== WHAT YOU HAVE TO DO ==
Present the rows below as a numbered list, one line per item, with blank lines omitted and the pictures left out.

START SOURCE RECORDS

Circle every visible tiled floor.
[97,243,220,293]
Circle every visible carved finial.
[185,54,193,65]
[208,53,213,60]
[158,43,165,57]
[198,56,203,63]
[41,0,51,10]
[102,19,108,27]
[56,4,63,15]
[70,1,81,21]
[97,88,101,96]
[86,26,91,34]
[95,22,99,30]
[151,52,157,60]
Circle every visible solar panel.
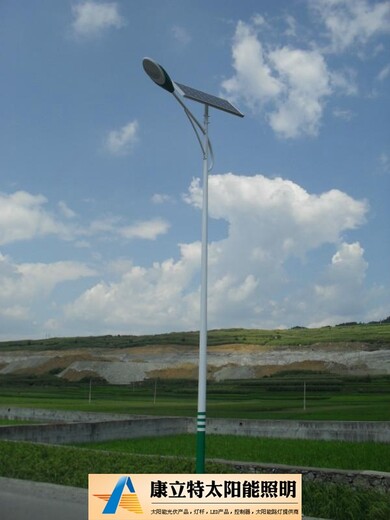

END SOURCE RECORDS

== FULL RESPONSE ==
1. Circle every visible tiled floor.
2. [97,243,220,293]
3. Circle every visible carved finial.
4. [185,54,193,65]
5. [208,53,213,60]
6. [158,43,165,57]
7. [198,56,203,63]
8. [41,0,51,10]
9. [102,19,108,27]
10. [56,4,63,15]
11. [70,1,81,21]
12. [97,88,101,96]
13. [86,26,91,34]
14. [95,22,99,30]
15. [151,52,157,60]
16. Circle every visible solar panel.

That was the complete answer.